= EXERCISE AIM =
In the records below, locate the line containing "Category: the finger"; output that line and every following line through the last, exactly.

= SUPPLIED RECORDS =
= Beginning of Section =

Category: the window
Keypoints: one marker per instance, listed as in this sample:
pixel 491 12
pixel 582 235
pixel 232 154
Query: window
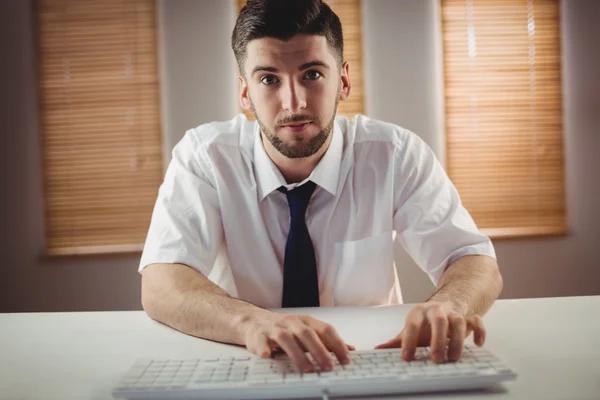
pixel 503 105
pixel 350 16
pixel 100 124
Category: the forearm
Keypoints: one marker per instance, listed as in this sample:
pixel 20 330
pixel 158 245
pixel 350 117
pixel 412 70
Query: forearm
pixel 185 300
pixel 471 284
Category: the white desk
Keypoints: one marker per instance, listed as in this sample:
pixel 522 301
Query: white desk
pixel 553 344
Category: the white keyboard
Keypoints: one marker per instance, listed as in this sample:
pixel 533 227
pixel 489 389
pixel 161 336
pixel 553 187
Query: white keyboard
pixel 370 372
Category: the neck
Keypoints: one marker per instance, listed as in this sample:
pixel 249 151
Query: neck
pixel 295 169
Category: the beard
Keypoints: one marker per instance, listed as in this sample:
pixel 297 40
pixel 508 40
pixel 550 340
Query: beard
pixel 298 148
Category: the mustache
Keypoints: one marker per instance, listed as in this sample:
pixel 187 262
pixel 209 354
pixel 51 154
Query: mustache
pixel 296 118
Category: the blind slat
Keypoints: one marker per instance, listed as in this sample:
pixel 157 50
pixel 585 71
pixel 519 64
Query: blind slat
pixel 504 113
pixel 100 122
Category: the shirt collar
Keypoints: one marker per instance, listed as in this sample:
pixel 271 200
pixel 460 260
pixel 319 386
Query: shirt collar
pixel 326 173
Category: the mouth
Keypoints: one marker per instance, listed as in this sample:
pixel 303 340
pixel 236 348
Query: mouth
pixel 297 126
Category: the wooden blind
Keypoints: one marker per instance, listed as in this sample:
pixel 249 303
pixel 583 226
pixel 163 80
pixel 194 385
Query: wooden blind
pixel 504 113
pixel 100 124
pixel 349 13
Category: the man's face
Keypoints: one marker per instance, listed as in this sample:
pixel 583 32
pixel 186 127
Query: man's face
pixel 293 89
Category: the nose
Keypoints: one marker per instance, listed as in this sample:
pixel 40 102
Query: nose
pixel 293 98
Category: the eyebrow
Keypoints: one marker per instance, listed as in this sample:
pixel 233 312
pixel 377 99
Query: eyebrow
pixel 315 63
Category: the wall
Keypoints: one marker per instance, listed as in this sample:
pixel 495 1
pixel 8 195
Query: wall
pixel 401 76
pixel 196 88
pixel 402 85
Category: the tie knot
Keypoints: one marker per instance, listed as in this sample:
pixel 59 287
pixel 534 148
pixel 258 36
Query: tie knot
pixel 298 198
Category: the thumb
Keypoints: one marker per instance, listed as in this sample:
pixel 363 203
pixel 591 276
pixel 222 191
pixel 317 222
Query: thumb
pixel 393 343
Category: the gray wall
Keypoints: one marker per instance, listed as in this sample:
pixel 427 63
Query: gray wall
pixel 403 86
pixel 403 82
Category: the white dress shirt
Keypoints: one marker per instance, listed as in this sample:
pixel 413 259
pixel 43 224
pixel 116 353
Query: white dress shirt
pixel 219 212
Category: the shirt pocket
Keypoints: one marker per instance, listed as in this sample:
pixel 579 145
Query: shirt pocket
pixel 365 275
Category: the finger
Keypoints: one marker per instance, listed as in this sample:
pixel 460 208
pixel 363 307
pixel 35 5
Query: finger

= End of Section =

= ANSWER AREA =
Category: the finger
Keypoints: one marker per instance, listed as in this sample:
pixel 460 208
pixel 363 307
pixel 35 5
Query: finger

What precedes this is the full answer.